(Collected data)
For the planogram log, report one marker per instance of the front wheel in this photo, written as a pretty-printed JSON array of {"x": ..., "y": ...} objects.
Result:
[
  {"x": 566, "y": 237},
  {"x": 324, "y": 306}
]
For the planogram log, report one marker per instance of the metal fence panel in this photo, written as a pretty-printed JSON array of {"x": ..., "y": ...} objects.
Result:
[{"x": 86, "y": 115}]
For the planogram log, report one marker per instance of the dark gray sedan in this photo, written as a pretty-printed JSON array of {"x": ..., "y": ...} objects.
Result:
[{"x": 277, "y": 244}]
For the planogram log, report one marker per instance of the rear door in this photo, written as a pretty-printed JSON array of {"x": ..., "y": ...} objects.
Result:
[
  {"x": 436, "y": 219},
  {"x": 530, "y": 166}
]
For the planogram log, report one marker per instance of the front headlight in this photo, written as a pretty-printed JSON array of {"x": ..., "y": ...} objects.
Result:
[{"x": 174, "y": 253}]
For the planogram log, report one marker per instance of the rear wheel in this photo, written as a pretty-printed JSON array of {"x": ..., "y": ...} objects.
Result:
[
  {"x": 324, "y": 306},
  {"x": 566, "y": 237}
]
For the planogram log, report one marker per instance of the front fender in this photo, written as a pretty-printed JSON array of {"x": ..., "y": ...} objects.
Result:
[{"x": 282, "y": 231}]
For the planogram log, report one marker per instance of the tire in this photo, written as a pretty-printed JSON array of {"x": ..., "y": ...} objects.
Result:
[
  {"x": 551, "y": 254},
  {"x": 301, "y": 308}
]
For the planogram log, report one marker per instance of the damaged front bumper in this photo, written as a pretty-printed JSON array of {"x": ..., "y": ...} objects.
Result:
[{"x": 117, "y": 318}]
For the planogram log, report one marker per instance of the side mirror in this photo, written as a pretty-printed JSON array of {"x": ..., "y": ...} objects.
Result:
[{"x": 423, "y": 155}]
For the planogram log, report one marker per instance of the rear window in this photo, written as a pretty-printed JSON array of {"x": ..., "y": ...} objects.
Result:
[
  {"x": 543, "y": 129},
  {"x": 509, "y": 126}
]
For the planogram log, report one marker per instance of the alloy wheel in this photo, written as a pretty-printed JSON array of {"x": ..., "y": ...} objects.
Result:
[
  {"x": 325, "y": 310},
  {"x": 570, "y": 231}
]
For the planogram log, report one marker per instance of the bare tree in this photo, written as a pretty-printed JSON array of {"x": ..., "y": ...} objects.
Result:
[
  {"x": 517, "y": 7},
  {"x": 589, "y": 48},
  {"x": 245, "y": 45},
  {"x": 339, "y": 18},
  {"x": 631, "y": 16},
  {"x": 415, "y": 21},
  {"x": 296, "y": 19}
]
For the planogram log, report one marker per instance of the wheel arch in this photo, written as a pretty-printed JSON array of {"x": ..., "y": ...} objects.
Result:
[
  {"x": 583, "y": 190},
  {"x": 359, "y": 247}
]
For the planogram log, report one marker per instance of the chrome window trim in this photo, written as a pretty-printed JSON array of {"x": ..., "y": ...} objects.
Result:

■ **What this task involves**:
Put the rows from the line containing "the rear window" through the last row into a numbered list, omitting any blank lines.

■ **Finished answer**:
1. For the planogram log, report one marker per instance of the rear window in this photo, written as a pretty-printed JSON array of {"x": ..., "y": ...} objects.
2. Result:
3. [
4.   {"x": 543, "y": 129},
5.   {"x": 509, "y": 126}
6. ]
7. For the planogram log, report one marker per instance of the alloy wheel in this photo, written as a pretty-printed JSON array of {"x": ..., "y": ...} objects.
8. Result:
9. [
10.   {"x": 325, "y": 310},
11.   {"x": 570, "y": 231}
12. ]
13. For the planogram log, report one marker per instance of the bare tree in this photo, written as a pretty-printed JSON array of {"x": ..., "y": ...} objects.
14. Result:
15. [
16.   {"x": 517, "y": 7},
17.   {"x": 589, "y": 48},
18.   {"x": 245, "y": 45},
19.   {"x": 339, "y": 18},
20.   {"x": 631, "y": 16},
21.   {"x": 415, "y": 21},
22.   {"x": 296, "y": 19}
23. ]
24. For the planogram log, report one marker per instance of the wheel arch in this photo, written as a pretty-printed JSON array of {"x": ..., "y": ...} objects.
25. Result:
26. [
27.   {"x": 583, "y": 190},
28.   {"x": 359, "y": 247}
29. ]
30. For the planogram log, report one marker per instance of the chrome window trim in this photo, written as a pretty-printed JSON array of {"x": ..., "y": ...} objects.
31. Result:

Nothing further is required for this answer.